Natural-language object grounding data:
━━━━
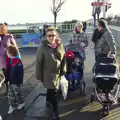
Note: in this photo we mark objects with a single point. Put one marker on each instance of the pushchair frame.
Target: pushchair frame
(78, 49)
(95, 95)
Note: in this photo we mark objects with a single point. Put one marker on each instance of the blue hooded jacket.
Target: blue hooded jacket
(16, 71)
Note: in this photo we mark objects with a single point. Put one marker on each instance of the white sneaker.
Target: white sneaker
(11, 109)
(20, 106)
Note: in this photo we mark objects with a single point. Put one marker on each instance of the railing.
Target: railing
(118, 53)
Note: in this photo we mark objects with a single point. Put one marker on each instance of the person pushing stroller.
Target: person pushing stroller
(105, 46)
(78, 36)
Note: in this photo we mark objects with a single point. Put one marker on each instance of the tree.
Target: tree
(56, 7)
(109, 18)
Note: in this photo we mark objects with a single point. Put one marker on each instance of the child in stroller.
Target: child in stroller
(75, 56)
(106, 82)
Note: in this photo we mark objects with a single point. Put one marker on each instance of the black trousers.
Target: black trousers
(52, 97)
(3, 70)
(100, 55)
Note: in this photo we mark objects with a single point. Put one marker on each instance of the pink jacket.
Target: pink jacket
(7, 40)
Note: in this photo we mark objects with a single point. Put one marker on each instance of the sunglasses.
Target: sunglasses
(51, 36)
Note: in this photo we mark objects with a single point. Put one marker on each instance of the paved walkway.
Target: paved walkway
(75, 107)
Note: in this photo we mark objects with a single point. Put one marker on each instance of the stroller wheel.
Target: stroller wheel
(83, 89)
(92, 99)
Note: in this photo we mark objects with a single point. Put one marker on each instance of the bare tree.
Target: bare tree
(56, 7)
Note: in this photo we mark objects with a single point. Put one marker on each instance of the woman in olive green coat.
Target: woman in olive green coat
(50, 65)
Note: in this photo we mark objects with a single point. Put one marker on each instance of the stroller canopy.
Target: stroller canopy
(76, 48)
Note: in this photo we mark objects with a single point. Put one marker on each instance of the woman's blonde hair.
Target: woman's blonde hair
(13, 50)
(57, 40)
(3, 29)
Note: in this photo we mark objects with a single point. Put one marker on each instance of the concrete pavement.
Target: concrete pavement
(75, 107)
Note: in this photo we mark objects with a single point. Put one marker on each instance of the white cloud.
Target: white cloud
(14, 11)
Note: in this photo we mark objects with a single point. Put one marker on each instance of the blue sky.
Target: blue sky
(22, 11)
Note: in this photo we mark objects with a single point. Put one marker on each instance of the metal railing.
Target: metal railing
(118, 53)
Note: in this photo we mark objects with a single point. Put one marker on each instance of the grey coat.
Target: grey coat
(50, 64)
(106, 43)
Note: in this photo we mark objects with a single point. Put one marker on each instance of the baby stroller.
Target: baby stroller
(106, 83)
(75, 56)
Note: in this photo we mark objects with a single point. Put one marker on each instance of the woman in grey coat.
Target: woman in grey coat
(106, 44)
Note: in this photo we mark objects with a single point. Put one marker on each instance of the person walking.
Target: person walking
(106, 44)
(78, 36)
(50, 66)
(5, 40)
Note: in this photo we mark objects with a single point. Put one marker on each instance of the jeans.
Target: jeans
(3, 70)
(52, 97)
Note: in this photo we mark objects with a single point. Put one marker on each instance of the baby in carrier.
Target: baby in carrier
(76, 71)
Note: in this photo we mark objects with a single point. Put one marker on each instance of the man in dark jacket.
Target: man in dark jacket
(97, 35)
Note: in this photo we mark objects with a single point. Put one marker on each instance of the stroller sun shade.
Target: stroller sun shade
(69, 54)
(73, 48)
(105, 69)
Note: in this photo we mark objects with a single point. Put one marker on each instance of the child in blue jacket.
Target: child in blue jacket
(14, 74)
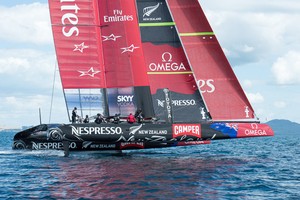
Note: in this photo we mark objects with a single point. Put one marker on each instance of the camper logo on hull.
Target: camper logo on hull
(167, 64)
(186, 129)
(147, 12)
(125, 100)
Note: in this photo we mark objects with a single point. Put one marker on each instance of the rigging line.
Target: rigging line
(54, 76)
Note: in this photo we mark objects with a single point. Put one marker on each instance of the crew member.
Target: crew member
(74, 115)
(99, 119)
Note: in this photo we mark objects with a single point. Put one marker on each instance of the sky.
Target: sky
(259, 37)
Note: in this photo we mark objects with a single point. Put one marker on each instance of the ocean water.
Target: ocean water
(252, 168)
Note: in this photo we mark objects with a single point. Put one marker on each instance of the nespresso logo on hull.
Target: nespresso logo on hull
(104, 130)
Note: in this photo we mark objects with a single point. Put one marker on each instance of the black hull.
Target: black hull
(124, 136)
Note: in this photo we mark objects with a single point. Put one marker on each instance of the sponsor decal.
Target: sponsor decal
(110, 37)
(91, 72)
(185, 143)
(247, 111)
(118, 16)
(147, 12)
(125, 100)
(125, 145)
(103, 146)
(168, 105)
(131, 48)
(104, 130)
(91, 98)
(80, 47)
(186, 129)
(51, 145)
(167, 64)
(153, 132)
(184, 102)
(206, 86)
(228, 129)
(69, 18)
(255, 131)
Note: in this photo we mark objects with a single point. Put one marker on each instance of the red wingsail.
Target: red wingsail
(215, 78)
(77, 36)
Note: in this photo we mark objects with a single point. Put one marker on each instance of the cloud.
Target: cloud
(26, 23)
(254, 31)
(280, 104)
(26, 69)
(286, 69)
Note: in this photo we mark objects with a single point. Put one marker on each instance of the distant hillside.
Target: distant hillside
(281, 126)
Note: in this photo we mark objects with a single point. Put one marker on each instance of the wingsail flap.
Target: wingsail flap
(215, 78)
(167, 65)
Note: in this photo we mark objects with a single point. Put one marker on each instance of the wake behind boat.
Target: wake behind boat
(157, 56)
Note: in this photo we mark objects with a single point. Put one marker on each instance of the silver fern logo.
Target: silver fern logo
(149, 10)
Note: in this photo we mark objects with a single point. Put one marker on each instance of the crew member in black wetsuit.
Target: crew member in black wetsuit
(74, 115)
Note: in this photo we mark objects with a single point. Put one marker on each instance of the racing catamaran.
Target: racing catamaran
(157, 56)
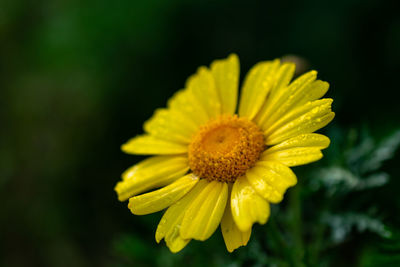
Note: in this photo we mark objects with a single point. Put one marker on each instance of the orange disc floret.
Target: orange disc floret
(225, 148)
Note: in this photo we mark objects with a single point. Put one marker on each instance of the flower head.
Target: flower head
(212, 167)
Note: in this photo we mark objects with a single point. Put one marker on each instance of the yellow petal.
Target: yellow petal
(149, 145)
(322, 104)
(247, 206)
(283, 77)
(285, 98)
(151, 173)
(162, 198)
(187, 106)
(204, 214)
(202, 86)
(233, 237)
(299, 150)
(271, 179)
(226, 75)
(309, 119)
(170, 224)
(170, 126)
(256, 87)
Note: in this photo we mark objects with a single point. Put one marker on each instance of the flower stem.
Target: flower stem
(296, 224)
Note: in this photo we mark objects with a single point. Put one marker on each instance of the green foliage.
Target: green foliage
(329, 212)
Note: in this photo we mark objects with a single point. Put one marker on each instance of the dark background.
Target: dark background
(78, 78)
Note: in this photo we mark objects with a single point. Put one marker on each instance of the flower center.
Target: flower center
(225, 148)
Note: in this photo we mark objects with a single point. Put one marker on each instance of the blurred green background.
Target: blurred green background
(78, 78)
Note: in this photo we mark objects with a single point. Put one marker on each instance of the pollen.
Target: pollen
(225, 148)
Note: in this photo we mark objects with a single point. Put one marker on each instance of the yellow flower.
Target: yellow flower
(211, 166)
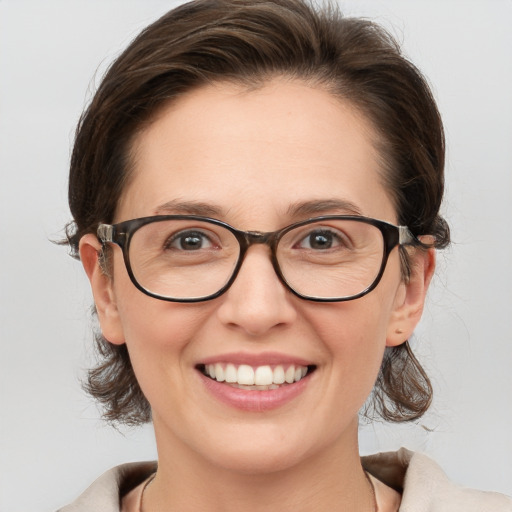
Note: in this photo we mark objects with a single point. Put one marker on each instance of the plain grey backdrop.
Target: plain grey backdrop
(52, 54)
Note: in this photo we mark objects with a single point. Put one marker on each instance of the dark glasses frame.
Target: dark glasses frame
(121, 234)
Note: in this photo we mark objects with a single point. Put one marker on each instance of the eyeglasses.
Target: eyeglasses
(187, 258)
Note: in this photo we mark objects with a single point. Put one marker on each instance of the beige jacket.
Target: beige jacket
(424, 486)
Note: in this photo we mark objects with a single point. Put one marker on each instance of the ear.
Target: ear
(411, 296)
(102, 290)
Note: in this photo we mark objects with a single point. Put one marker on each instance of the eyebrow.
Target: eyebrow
(178, 207)
(324, 206)
(299, 209)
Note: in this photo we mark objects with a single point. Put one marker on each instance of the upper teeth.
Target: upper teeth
(259, 376)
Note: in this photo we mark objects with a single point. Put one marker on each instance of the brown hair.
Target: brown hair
(208, 41)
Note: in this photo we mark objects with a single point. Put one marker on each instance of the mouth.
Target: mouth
(255, 378)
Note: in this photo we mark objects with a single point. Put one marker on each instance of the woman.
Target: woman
(255, 190)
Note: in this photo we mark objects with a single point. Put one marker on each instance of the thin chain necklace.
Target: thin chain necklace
(372, 489)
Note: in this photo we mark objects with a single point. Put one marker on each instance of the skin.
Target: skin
(253, 156)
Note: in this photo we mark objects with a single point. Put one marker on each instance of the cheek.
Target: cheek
(354, 336)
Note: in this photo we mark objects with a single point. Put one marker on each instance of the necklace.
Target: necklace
(372, 490)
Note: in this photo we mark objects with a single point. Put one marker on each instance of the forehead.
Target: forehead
(251, 152)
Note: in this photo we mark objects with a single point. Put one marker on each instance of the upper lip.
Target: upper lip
(259, 359)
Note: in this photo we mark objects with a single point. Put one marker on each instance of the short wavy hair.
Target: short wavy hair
(249, 43)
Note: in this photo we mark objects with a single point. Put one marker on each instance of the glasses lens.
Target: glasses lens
(331, 259)
(183, 259)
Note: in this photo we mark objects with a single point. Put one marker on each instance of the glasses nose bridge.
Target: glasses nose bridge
(258, 237)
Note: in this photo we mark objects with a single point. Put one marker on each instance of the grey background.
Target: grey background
(52, 53)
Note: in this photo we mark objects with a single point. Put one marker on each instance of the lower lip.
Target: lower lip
(256, 401)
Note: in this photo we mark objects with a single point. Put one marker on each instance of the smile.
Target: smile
(259, 378)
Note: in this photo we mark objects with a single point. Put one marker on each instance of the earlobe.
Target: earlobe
(102, 290)
(411, 297)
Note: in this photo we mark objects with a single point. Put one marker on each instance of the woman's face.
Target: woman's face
(258, 160)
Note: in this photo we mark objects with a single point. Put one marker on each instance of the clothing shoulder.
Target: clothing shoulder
(426, 488)
(105, 493)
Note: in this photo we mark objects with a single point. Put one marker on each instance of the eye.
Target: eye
(320, 239)
(189, 241)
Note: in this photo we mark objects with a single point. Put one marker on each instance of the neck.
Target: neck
(332, 480)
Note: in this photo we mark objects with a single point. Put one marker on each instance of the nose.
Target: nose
(257, 301)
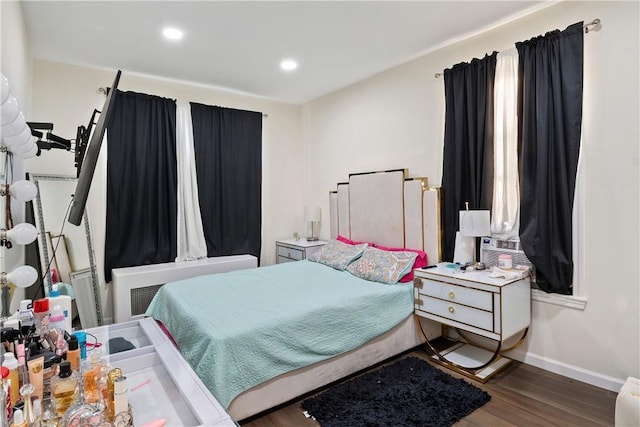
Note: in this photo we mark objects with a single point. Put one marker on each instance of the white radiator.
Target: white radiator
(135, 287)
(491, 249)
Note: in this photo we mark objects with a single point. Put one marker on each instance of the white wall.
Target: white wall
(395, 120)
(15, 64)
(66, 96)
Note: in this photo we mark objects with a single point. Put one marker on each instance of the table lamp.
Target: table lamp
(473, 224)
(312, 215)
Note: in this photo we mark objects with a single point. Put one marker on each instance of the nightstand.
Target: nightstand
(296, 250)
(492, 308)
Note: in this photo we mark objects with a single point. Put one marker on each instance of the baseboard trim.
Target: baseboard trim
(570, 371)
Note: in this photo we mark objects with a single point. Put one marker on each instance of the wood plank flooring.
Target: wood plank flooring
(521, 395)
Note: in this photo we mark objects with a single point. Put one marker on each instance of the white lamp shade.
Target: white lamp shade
(22, 234)
(9, 110)
(4, 89)
(23, 137)
(15, 127)
(23, 190)
(312, 213)
(23, 276)
(30, 151)
(475, 223)
(465, 249)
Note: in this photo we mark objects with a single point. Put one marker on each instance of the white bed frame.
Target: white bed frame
(380, 207)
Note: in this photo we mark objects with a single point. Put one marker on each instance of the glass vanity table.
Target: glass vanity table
(161, 383)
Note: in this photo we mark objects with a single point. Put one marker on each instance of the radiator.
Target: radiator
(135, 287)
(491, 249)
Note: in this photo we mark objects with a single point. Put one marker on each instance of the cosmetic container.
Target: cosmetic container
(25, 314)
(36, 375)
(112, 376)
(73, 353)
(6, 392)
(64, 301)
(82, 343)
(41, 314)
(18, 419)
(56, 319)
(11, 363)
(64, 388)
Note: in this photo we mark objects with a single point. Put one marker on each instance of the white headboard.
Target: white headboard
(389, 209)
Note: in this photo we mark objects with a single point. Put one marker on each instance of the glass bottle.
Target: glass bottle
(64, 388)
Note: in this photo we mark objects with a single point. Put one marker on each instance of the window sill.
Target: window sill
(570, 301)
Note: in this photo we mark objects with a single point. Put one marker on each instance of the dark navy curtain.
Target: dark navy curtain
(141, 182)
(550, 121)
(228, 155)
(467, 173)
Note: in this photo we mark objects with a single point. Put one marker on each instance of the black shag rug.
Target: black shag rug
(409, 392)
━━━━
## Task
Starting with the line that has "Target: red wingsail" and ending with the line that has "the green foliage.", repeat the lines above exactly, omitting every picture.

## Answer for the task
Target: red wingsail
(215, 78)
(77, 36)
Note: in this photo we mark objects with a single point. Put one marker on each instance of the cloud.
Target: cloud
(26, 23)
(254, 31)
(280, 104)
(26, 69)
(286, 69)
Note: in this photo we mark objects with a single point. Put one marker on each instance of the distant hillside.
Target: distant hillside
(281, 126)
Note: in this photo we mark objects with a single point. Put one marker on each instance of the wingsail flap.
Target: wingsail flap
(215, 78)
(167, 65)
Note: in this photo we mark objects with a single point. Put one marker on each instance of the wake behind boat.
Target: wake behind boat
(157, 56)
Note: in this photo we mark objects with a single point. Put one marker on each instance of the silver fern logo.
Target: silver fern logo
(149, 10)
Note: in this photo we mark objects with a single point. Put one marker on each instance of the crew member in black wetsuit.
Target: crew member in black wetsuit
(74, 115)
Note: in this photo we mark objects with a single point. Put one marker on each instance of the racing catamaran.
Target: racing catamaran
(157, 56)
Note: in this photo we mark objects with a single point. Put one marker on each instance of the orange disc floret.
Target: orange disc floret
(225, 148)
Note: in this photo we mark objects with a single point. Put one marker on each instance of the flower head.
Target: flower head
(212, 167)
Note: in this photo we mark objects with a single point. Put one marker on each instance of the yellow petal.
Target: yellow petal
(149, 145)
(322, 104)
(247, 206)
(283, 77)
(285, 98)
(151, 173)
(162, 198)
(187, 106)
(204, 214)
(202, 86)
(233, 237)
(299, 150)
(271, 179)
(226, 75)
(309, 119)
(170, 224)
(170, 126)
(256, 87)
Note: in this photo we mark objects with a single point. Put one marker on each instance of the flower stem.
Target: flower stem
(296, 224)
Note: in this photo we mark objects with a single point. Put one marker on each instance of the green foliage.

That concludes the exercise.